Reproduce the records exactly. Leave the pictures out.

──────── Records to use

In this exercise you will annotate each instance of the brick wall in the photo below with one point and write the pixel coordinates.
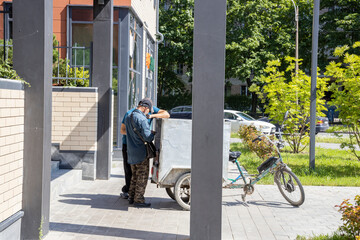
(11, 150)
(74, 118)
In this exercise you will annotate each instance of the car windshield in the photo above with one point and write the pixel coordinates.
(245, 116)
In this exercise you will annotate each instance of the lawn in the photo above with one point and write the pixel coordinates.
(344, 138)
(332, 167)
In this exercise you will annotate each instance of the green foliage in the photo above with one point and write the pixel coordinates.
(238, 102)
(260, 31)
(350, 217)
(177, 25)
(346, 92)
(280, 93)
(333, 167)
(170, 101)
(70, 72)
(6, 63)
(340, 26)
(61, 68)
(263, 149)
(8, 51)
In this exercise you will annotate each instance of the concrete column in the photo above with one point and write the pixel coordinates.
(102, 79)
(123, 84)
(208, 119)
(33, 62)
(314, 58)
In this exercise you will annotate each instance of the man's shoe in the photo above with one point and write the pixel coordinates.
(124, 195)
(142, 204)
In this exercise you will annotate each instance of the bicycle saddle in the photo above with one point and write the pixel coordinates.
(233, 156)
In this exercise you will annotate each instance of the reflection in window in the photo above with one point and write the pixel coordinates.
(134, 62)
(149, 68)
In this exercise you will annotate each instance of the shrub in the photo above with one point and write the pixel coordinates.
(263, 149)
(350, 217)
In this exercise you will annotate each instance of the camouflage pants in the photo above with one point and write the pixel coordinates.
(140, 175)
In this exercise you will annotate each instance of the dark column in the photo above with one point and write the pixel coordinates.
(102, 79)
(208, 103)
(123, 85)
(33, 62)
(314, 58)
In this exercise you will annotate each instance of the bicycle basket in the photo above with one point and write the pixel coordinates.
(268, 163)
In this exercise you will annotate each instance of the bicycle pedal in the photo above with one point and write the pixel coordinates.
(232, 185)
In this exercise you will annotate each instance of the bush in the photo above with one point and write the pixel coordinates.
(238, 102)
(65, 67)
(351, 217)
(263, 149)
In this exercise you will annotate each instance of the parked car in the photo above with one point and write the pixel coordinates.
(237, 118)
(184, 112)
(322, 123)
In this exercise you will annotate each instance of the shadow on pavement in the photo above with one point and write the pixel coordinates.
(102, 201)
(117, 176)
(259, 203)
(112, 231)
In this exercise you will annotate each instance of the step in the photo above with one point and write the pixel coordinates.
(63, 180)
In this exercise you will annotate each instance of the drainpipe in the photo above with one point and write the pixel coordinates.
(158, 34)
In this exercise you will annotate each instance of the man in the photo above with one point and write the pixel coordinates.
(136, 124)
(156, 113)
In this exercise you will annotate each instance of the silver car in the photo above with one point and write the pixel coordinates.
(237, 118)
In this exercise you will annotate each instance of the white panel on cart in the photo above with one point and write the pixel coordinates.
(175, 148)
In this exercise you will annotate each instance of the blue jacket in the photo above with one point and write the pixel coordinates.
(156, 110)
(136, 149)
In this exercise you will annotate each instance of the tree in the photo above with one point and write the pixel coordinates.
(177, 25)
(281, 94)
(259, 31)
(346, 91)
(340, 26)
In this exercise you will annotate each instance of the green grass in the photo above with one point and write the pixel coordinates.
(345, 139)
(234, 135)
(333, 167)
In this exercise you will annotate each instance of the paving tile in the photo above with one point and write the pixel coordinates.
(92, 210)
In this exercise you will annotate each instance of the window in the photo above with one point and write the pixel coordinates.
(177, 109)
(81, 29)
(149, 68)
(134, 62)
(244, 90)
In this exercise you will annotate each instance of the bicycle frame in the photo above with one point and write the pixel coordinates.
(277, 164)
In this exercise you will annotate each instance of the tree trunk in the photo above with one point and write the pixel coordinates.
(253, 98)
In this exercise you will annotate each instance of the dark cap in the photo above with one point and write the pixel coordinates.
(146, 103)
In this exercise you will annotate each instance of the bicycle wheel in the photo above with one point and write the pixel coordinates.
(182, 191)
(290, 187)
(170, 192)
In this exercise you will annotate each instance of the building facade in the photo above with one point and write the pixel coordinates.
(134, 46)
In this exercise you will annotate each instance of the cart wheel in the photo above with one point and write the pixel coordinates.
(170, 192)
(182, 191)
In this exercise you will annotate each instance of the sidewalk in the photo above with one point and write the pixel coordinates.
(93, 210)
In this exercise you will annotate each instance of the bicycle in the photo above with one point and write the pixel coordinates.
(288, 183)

────────────────

→ **Written response**
In this exercise you will annotate each instance of the brick wall in the photo below with one point and write the pixel coordinates.
(11, 150)
(74, 118)
In this exercise you will annotate each instance of the car windshield in the photo above with one point and write the pixel coordinates.
(245, 116)
In this exercise you will annotate each instance of the lawn in the photo above with one point and write the pixel coordinates.
(344, 138)
(332, 167)
In this exercise you will annotate each instance of the green foliage in the photo above with one point and write the pixel coordinates.
(238, 102)
(260, 31)
(350, 217)
(177, 25)
(346, 92)
(280, 93)
(333, 167)
(170, 101)
(70, 72)
(6, 63)
(340, 26)
(61, 68)
(263, 149)
(8, 51)
In this exercise you will annotate each instance of the concrete column in the photo above with one point and write the pixel coordinates.
(102, 79)
(123, 84)
(208, 119)
(33, 62)
(314, 58)
In this exercise you will annotate each instance of the man's shoe in the photo above with one point and write the pixel coordinates.
(124, 195)
(142, 204)
In this exercise you will annotate each instance of the bicycle saddle in the photo above with one point and write the pixel coordinates.
(233, 156)
In this exercise you will annotate each instance of the reflection in window in the photo above with one point and write the pixel coordinates.
(134, 62)
(149, 68)
In this exercise you will annotate each instance of the shrub in the photo above with one point and write the pixel coordinates.
(263, 149)
(350, 217)
In this exercise you will annotate each instance of the camouflage pants in the photo above with one point and write the pixel coordinates.
(140, 175)
In this exercise you will annotate each instance of the dark column in the photo above with one point and write the pixel coordinates.
(102, 79)
(208, 103)
(123, 85)
(33, 62)
(314, 58)
In this exercise you will annotate each instance of the bicycle basket in the photo above with one point and write the pixel coordinates.
(268, 163)
In this exercise you will annotate each instance of the bicycle pedal in the photo above with one point and write the pixel coordinates.
(232, 185)
In this exercise you will annotate each instance of the bush in the photo above with one point and write the pixel coordinates.
(238, 102)
(65, 67)
(351, 217)
(263, 149)
In this exercise you will annotate each instance of the parked car in the photo above with one point and write the pixel coordinates.
(237, 118)
(184, 112)
(322, 123)
In this exercise you will annotate each instance of the shadow on pavement in the photo above with one point and write the pixel coordinates.
(102, 201)
(117, 176)
(259, 203)
(112, 231)
In this exercise you will annotate each instance of the step in the photo above with one point and write the pixel coordinates.
(63, 180)
In this exercise you will annotate each instance of the drainpipe in the photo above with one point and write the pixel coordinates.
(158, 34)
In this exercise you will annotate each instance of the man in the photo above with one point and write the pixel coordinates.
(136, 124)
(156, 113)
In this exercise you will annotate each instance of the silver car in the photo above with one point and write the pixel coordinates.
(237, 118)
In this exercise you will annotate each instance of the white panel on cart in the photo above with one point and write the pixel coordinates.
(175, 148)
In this exercise you will annotate each instance of the blue jacket in the photo above with one point and write the pixel coordinates.
(156, 110)
(136, 149)
In this exercise you will annotate each instance of the tree in the photo above with one point and write the pixel coordinates.
(177, 25)
(281, 94)
(259, 31)
(346, 91)
(340, 26)
In this exercise you will annotate each instance of the green grass in the photo above with one point and write the pixel coordinates.
(345, 139)
(234, 135)
(333, 167)
In this exercise you will annotate each instance of the paving tile in the photo above with one point and write the pixel coordinates.
(92, 210)
In this exercise you will annotate each instance of the window in the photo above with one point and write the pixel coordinates.
(177, 109)
(81, 29)
(149, 68)
(134, 62)
(244, 90)
In this exercise you will annotate each instance of the bicycle frame in the photo above with one point and write the pixel coordinates.
(277, 164)
In this exercise you will annotate each instance of the tree trunk in the photo above with one point and write the pixel coordinates.
(253, 98)
In this exercise you will annotate each instance of the dark cap in the photo above with one point and write the pixel coordinates.
(146, 103)
In this exercise you will annotate each instance of the bicycle wheel in the photo above with one point and write the pixel coordinates.
(182, 191)
(290, 187)
(170, 192)
In this exercise you will annotate each instance of the building facade in the photo above with one point and write the pixel coordinates.
(134, 46)
In this exercise you will annotate each instance of the cart wheel in the photo above with one point and write the pixel coordinates.
(170, 192)
(182, 191)
In this exercise you will annotate each instance of the sidewalk in the photo above with one point and write the pixel coordinates.
(93, 210)
In this exercise you will annotate each instance of the bicycle in the photo above with one point and write the pixel coordinates.
(288, 183)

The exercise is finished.